**DOCUMENT EXCERPT**
--- start ---

For those of you looking at the Accuracy Principle (Art 5(1)(d) and Storage Limitation Principle (Art 5(1)(e)) and wondering where to start updating your retention schedule, stop right there. You’re already way ahead of a lot of organisations. In relation to records management, GDPR Principles are not materially that different to the current existing principle under the 95 directive.
I’m often being asked whether I know if the NHS Code of Practice for Records Mangement 2016 or if the IRMS Schools Toolkit V5 is being updated in line with GDPR and my response is; What part of it would you like to be updated? which then a tumbleweed passes between us. The only thing that may need to change with GDPR is if 1998 Act is mentioned which is basically an update of the wording and also the review of any research data as you have the ability to retain data for longer if its for research purposes – that said; all retention periods in a retention schedule are a minimum and are subject to review. SO no, published retention schedules are very unlikely to change in the near future or at least not because of GDPR.
GDPR does not set out any specific minimum or maximum periods for retaining personal data. Instead, the ‘Accuracy Principle’ says:
d) accurate and, where necessary, kept up to date; every reasonable step must be taken to ensure that personal data that are inaccurate, having regard to the purposes for which they are processed, are erased or rectified without delay;
Combined with that of the Storage Limitation Principle (Art 5(1)(e), In practice, it means that you will need to:
- review the length of time you keep personal data;
- consider the purpose or purposes you hold the information for in deciding whether (and for how long) to retain it;
- securely delete information that is no longer needed for this purpose or these purposes; and
- update, archive or securely delete information if it goes out of date.
When creating a retention schedule, the dates that you are giving are a guideline for when you are expecting to destroy the information but like any sensible professional, you must be review records before automatically destroying them because you may find that they are active again, have a further purpose or have historical importance.
This isn’t to say that you should not look at retention scheduling at all if you do not have one. Get one. Start with the free resources that I mentioned above because even if you aren’t a school or aren’t an NHS body, you will certainly have corporate records that have the same retention period and then you only have to focus on getting the retentions for your actual service/specialist area. The two documents I speak of, I’m part of the authoring team and so I highly recommend them as a starting point. Once you break the back of doing such a policy, it becomes much easier.
Retention periods are created by simply looking for a statutory or legal instrument or regulatory requirement, followed by whether you are keeping it longer than necessary (in line with data protection), followed by business best and historical importance. In relation to historical importance, this is why you involve archivists and records managers in the making of retention schedule because they have the know-how.

--- end ---

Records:
--- start ---

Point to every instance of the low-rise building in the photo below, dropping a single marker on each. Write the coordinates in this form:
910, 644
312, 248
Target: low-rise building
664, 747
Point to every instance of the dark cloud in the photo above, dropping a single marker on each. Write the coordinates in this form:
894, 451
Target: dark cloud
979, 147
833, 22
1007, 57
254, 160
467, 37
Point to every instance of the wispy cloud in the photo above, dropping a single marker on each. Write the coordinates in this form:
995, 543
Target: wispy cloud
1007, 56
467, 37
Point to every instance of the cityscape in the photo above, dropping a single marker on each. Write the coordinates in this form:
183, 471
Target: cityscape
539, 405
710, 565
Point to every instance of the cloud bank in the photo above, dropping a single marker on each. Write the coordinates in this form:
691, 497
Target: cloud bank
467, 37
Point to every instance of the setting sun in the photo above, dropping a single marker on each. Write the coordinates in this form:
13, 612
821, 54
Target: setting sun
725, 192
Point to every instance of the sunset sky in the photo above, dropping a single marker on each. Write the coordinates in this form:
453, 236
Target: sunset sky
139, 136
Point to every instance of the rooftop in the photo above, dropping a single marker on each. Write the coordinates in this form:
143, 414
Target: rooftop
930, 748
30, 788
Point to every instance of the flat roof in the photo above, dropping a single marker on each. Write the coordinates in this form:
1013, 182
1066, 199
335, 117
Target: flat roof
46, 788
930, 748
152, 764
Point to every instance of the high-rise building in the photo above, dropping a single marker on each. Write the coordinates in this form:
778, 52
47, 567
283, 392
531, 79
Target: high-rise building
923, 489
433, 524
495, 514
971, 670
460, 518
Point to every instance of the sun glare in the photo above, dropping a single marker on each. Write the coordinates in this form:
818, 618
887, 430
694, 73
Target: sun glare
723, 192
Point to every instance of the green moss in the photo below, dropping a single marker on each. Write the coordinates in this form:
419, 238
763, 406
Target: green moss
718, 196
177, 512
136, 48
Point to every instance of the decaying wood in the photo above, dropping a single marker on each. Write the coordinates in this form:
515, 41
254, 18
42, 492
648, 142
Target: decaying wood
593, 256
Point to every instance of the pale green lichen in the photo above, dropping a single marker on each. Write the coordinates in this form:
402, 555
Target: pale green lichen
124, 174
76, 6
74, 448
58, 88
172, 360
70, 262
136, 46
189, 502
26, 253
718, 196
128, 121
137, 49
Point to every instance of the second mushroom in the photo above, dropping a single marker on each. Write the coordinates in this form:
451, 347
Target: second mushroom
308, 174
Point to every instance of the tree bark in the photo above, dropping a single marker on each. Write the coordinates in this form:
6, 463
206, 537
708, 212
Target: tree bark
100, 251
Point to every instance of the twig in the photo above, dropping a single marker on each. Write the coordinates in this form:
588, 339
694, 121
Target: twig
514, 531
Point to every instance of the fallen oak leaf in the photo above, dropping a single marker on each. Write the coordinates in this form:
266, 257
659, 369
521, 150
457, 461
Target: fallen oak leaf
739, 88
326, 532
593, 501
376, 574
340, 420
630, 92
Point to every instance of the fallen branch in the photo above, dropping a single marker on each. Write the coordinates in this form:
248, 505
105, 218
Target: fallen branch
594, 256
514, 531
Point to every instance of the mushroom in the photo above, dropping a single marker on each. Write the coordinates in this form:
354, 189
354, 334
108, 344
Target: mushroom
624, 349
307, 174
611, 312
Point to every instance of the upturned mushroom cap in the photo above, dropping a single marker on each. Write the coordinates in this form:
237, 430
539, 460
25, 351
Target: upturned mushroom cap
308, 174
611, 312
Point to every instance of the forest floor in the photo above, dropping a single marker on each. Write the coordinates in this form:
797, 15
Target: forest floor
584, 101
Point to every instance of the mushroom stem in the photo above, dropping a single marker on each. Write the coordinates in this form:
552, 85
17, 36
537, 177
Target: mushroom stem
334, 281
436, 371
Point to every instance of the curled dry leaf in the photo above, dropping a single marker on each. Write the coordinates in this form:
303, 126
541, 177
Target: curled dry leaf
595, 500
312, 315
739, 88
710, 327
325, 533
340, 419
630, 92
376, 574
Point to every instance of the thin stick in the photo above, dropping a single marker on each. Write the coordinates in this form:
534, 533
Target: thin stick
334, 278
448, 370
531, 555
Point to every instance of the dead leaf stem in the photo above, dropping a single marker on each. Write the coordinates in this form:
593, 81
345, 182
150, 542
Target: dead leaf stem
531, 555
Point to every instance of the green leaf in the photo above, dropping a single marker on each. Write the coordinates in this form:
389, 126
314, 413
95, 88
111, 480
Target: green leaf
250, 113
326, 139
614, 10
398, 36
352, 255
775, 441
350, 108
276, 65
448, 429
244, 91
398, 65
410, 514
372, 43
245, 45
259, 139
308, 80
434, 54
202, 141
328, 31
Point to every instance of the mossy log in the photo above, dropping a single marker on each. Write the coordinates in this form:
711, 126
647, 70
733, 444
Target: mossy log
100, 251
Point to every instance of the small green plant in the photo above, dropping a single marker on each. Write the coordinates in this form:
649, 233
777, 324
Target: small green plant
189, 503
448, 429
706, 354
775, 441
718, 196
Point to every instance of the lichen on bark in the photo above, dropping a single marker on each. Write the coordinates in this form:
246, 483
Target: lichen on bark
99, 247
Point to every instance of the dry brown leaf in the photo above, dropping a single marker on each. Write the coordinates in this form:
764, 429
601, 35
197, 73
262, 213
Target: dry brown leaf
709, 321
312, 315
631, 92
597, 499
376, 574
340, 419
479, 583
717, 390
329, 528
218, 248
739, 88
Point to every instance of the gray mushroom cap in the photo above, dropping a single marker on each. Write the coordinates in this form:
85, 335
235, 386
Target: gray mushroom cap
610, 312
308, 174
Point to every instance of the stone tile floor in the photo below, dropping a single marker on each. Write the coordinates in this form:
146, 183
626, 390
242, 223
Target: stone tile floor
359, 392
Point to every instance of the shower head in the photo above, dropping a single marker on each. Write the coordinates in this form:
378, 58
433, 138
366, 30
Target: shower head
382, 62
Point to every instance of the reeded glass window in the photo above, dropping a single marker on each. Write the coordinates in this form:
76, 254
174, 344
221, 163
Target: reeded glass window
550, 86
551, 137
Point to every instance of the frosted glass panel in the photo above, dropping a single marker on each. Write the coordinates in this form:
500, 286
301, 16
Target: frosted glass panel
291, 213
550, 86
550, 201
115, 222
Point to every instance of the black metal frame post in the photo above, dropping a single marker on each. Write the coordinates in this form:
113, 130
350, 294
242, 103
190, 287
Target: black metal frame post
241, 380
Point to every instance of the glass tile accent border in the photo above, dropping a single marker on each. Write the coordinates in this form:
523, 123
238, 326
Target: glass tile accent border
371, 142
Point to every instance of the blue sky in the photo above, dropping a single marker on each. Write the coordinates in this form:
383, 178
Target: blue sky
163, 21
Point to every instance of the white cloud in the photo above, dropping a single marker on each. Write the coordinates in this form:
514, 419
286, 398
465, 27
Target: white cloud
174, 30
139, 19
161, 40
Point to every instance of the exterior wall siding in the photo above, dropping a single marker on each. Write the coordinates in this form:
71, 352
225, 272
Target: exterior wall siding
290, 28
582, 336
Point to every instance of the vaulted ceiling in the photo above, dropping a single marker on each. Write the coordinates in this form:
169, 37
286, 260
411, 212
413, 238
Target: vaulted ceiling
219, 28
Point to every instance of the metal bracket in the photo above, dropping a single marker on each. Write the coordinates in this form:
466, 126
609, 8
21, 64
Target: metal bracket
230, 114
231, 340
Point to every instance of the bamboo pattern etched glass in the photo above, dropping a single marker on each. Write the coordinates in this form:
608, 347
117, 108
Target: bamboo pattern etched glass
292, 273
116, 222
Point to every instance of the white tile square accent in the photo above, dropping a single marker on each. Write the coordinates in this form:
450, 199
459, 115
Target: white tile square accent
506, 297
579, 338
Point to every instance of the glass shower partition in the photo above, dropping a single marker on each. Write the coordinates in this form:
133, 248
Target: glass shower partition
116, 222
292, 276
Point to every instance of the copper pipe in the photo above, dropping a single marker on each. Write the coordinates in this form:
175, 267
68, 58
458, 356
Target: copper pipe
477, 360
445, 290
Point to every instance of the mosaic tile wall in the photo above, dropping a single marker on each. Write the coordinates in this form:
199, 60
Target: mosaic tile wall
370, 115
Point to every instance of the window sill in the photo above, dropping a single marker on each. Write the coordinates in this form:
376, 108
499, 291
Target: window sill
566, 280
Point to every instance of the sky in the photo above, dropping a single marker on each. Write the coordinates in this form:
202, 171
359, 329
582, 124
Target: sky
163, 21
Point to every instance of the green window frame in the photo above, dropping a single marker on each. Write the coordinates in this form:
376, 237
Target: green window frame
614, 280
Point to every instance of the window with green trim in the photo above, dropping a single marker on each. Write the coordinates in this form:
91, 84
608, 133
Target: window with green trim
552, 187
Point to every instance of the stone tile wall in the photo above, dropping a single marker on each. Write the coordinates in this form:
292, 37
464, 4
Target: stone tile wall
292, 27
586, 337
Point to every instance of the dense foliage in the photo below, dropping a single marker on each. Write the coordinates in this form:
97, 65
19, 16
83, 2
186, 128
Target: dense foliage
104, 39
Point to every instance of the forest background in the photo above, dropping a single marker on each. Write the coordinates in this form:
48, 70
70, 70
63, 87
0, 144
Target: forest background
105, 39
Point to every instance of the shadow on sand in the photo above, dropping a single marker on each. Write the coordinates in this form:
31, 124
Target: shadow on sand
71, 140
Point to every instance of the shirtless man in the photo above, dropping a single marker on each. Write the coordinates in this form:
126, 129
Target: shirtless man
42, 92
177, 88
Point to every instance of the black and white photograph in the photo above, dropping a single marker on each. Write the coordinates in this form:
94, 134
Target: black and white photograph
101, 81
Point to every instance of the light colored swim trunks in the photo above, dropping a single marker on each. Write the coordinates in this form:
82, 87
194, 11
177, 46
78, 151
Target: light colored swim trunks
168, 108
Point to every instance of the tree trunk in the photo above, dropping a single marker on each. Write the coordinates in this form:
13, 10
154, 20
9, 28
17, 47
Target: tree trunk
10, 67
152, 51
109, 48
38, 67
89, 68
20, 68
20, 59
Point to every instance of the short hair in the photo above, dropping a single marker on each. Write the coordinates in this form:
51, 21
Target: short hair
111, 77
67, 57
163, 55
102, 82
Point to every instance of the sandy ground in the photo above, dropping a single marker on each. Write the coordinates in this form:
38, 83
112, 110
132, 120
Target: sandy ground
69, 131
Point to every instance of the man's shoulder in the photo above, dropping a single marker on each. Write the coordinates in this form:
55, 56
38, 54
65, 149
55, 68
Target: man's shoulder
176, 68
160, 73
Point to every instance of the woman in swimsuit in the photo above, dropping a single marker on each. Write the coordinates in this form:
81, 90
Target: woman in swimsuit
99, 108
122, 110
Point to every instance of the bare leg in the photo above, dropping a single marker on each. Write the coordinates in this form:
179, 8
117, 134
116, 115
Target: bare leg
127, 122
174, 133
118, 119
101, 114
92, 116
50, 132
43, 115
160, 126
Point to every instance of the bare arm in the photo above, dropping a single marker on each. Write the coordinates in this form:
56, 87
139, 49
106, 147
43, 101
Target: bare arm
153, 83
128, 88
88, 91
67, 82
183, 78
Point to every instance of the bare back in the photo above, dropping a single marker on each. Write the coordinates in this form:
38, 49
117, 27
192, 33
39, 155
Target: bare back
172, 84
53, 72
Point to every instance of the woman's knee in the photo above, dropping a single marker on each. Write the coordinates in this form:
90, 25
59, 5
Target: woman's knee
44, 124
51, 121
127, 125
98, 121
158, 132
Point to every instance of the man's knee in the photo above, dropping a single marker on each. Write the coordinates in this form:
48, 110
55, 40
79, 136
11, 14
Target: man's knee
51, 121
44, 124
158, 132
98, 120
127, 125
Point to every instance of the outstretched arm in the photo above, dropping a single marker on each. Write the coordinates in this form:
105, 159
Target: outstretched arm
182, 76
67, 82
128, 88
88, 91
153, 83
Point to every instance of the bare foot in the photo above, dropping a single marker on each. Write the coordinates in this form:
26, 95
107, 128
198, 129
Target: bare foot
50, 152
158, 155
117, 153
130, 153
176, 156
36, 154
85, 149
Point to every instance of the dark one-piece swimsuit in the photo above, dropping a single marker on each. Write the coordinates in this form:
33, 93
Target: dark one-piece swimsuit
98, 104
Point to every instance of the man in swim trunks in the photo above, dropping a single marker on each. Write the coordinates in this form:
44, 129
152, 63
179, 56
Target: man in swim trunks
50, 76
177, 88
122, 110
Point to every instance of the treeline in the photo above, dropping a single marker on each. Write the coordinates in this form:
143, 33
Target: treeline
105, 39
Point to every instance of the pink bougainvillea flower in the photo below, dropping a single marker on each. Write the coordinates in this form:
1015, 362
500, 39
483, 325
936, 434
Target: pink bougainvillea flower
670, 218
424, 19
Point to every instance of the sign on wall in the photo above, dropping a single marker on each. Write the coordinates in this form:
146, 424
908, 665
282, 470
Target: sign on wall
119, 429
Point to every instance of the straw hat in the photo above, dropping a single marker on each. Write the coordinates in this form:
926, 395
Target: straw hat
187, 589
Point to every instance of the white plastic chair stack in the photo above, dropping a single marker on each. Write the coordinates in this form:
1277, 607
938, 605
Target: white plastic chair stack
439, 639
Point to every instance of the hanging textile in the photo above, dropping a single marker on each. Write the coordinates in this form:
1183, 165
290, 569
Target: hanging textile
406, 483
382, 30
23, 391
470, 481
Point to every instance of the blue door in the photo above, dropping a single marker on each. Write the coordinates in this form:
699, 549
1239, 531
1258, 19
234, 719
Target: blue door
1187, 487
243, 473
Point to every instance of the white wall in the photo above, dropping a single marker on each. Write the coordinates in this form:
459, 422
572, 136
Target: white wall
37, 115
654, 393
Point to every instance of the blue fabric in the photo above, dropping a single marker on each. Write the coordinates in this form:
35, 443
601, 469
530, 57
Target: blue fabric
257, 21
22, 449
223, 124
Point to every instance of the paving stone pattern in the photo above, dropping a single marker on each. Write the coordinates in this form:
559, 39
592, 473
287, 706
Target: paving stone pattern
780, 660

--- end ---

**OBJECTIVE 1**
Do these statements agree with the GDPR retention article? (a) GDPR sets specific maximum periods for keeping personal data. (b) All retention periods in a retention schedule are a minimum and subject to review. (c) The writer helped author the two documents recommended as a starting point. For each, answer yes or no and quote the words from the article that decide it.
**OBJECTIVE 2**
Carry on the GDPR retention article from its last sentence.
The entries have nothing to do with the GDPR retention article.

**RIGHT ANSWER 1**
(a) No: "GDPR does not set out any specific minimum or maximum periods for retaining personal data."
(b) Yes: "all retention periods in a retention schedule are a minimum and are subject to review"
(c) Yes: "The two documents I speak of, I’m part of the authoring team"

**RIGHT ANSWER 2**
Moreover, once you have a completed schedule, please make sure it has an escalation point and is signed off by senior management, it needs to be agreed by an organisation that you can start the shredder after a while because records, after all, are extremely important and are worthing of keeping.
Whilst we’re on the topic; organisations should obviously consider the expanded set of rights data subjects enjoy under the GDPR – I’ve been on the unfortunate end of a very strange HR webinar in which the delegates were told they would need to delete HR data if requested but the exemptions were not mentioned causing people to flap…. – just because there is a right to erasure doesn’t mean its automatically granted that an organisation has to destroy the information. Otherwise, every one would be walking up to the police and tax man asking them to get rid of any data about them. I mean people can ask you but doesn’t mean it actually has to happen.
Erasure (Article 17) only applies to the legal basis processing of consent, and only partially applies to Contract Necessity, Vital Interests, Legitimate Interests and Member State Law. It does not apply to Legal Obligation or Public Interest processing. On top of it not applying to legal obligation and public interest there are exemptions for erasure such as freedom of expression, archiving for public interest, scientific/historical/statistical research and/or legal claims (also see Article 12). It only partially applies in the situation where the records are no longer necessary, the records are irrelevant, they are out of date, they are being unlawfully processed or you have a legal obligation to erase.
So no, just because someone requests erasure, doesn’t mean it actually has to happen and people should calm down about looking for updated retention schedules and actually start putting them into action. Focus on getting authorisation to destroy records that are past retention as I’ve seen many records being kept ‘just because’ or ‘out of sight out of mind’ in an offsite storage somewhere or because an information asset register hasn’t been completed so they didn’t know they had them in the first place.
GDPR should stand for Good Documented Practice (with) Records and so here is your opportunity to sort the records management out in your organisation. You cannot be compliant with GDPR if you don’t know what you have, why you have it and how long you need to keep it.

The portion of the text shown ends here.